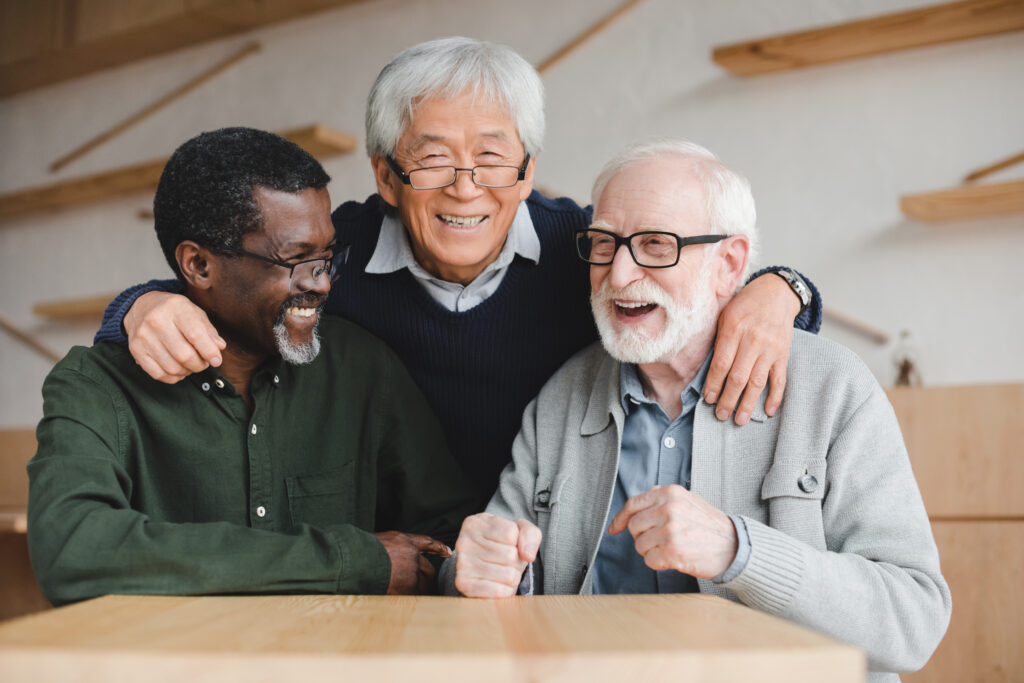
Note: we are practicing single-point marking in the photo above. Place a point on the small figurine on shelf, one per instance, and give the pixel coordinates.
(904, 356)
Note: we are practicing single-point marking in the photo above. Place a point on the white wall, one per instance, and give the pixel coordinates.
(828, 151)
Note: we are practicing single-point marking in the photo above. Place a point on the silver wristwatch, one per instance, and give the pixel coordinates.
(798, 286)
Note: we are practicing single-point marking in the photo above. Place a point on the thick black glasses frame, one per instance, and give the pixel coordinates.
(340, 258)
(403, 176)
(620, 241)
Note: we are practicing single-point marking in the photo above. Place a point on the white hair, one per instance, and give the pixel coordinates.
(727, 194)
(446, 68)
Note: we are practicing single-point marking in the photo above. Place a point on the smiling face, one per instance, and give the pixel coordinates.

- What is required
Every line above should be returned exactly; the pictures stay out.

- Response
Note: we are practicing single-point marking in the photo above. Place a point on the small figurine on shelf, one per instance, and give the pixel coordinates.
(904, 356)
Note: we are practicing single-point marking in the photo above. Place a point on the white wall, one per instance, and give the pixel coordinates.
(828, 151)
Note: we are practicing single-point marking in the photo above. Place a point on the silver wristwatch, one per instance, and give the pixel coordinates.
(798, 286)
Note: we are practicing single-point marking in the photo above. Place a point on the thick black glasses frame, one per instance, and give the pixel coordinates.
(340, 258)
(403, 176)
(620, 241)
Note: we are practicing single-point marking in the photo above. Place a point on the white hair, one per instance, and give the pixel coordinates.
(727, 194)
(446, 68)
Note: we are practicing single-point marking in the photo above. Place a point on the smiling face, one per instance, and give the pixel coordinates.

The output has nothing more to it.